:: Anweisung ::
Übernimm die Zeilen unten wortgetreu, beginnend mit der ersten Zeile und bis einschließlich der Zeile mit „x=206, y=19“.

↓↓↓

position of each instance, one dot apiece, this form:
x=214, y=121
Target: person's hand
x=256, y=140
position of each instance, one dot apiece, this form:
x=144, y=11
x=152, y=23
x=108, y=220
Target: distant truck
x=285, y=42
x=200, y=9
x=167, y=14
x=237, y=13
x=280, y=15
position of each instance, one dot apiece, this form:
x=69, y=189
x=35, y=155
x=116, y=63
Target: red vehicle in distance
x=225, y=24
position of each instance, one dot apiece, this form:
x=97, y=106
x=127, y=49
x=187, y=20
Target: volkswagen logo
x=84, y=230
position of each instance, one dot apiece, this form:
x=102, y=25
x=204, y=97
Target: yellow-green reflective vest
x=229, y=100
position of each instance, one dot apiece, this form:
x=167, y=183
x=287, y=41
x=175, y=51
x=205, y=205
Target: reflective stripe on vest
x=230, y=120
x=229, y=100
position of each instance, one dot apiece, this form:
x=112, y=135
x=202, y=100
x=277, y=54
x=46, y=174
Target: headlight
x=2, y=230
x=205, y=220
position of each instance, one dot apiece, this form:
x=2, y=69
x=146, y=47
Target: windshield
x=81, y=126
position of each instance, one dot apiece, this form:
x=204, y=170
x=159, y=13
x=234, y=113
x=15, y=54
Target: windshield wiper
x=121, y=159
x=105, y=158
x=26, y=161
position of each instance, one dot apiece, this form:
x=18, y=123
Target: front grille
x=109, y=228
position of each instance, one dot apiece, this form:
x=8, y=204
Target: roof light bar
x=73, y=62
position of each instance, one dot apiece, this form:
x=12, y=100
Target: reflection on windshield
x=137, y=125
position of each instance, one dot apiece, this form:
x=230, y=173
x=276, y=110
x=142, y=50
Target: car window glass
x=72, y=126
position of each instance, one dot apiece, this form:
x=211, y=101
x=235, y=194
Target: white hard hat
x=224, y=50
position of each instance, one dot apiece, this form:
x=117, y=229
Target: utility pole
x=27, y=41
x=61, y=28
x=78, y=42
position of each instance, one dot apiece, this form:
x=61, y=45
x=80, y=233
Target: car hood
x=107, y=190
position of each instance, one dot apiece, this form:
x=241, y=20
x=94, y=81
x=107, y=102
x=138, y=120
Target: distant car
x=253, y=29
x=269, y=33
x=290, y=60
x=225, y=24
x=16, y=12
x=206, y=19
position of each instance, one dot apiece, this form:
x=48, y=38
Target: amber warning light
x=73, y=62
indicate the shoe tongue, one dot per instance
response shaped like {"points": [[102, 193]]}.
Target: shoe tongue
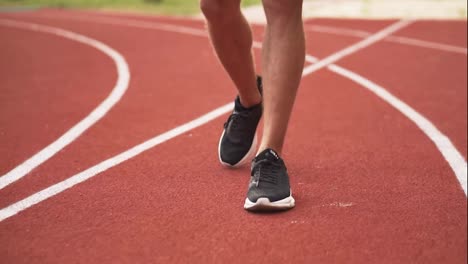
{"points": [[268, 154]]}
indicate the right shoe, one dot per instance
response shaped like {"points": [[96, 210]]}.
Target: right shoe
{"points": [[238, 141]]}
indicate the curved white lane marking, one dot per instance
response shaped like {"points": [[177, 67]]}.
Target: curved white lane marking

↑↑↑

:: Ergebnis ::
position of each instance, one dot apiece, this form:
x=214, y=121
Target: person's hand
x=256, y=140
position of each instance, one dot apiece, this form:
x=144, y=11
x=152, y=23
x=108, y=220
Target: distant truck
x=285, y=42
x=200, y=9
x=167, y=14
x=237, y=13
x=280, y=15
position of each instance, one dot apiece, this form:
x=69, y=189
x=35, y=155
x=116, y=63
Target: red vehicle in distance
x=225, y=24
position of each instance, one dot apiece, this form:
x=97, y=106
x=127, y=49
x=187, y=20
Target: volkswagen logo
x=84, y=230
position of each instance, one dot apiece, this form:
x=102, y=25
x=204, y=97
Target: yellow-green reflective vest
x=229, y=100
position of each instance, one dot apiece, this form:
x=167, y=183
x=287, y=41
x=175, y=51
x=205, y=205
Target: reflective stripe on vest
x=230, y=120
x=229, y=100
position of each instance, one dot apiece, this form:
x=112, y=135
x=202, y=100
x=277, y=54
x=46, y=174
Target: headlight
x=2, y=230
x=205, y=220
position of each instance, one dot apiece, this form:
x=2, y=69
x=146, y=47
Target: windshield
x=81, y=126
position of each instance, one dot apiece, this form:
x=204, y=170
x=159, y=13
x=234, y=113
x=15, y=54
Target: windshield wiper
x=121, y=159
x=105, y=158
x=26, y=161
position of each instance, one dot apiece, this form:
x=18, y=123
Target: front grille
x=109, y=228
position of each instance, one dot apiece, this form:
x=8, y=204
Target: roof light bar
x=73, y=62
position of each instance, one dot apiece, this form:
x=12, y=100
Target: reflection on windshield
x=137, y=125
position of each instance, one dot apiece, this form:
x=230, y=173
x=276, y=110
x=142, y=50
Target: car window glass
x=72, y=126
position of each instance, one dot apiece, this form:
x=211, y=101
x=235, y=194
Target: white hard hat
x=224, y=50
position of each instance, one dot apiece, this form:
x=117, y=229
Target: utility pole
x=27, y=41
x=61, y=28
x=78, y=42
position of each instance, one dot apiece, this form:
x=61, y=45
x=80, y=233
Target: car hood
x=107, y=190
position of each instance, one dot apiece, this form:
x=241, y=20
x=94, y=81
x=107, y=102
x=138, y=120
Target: distant car
x=253, y=29
x=269, y=33
x=290, y=60
x=225, y=24
x=16, y=12
x=206, y=19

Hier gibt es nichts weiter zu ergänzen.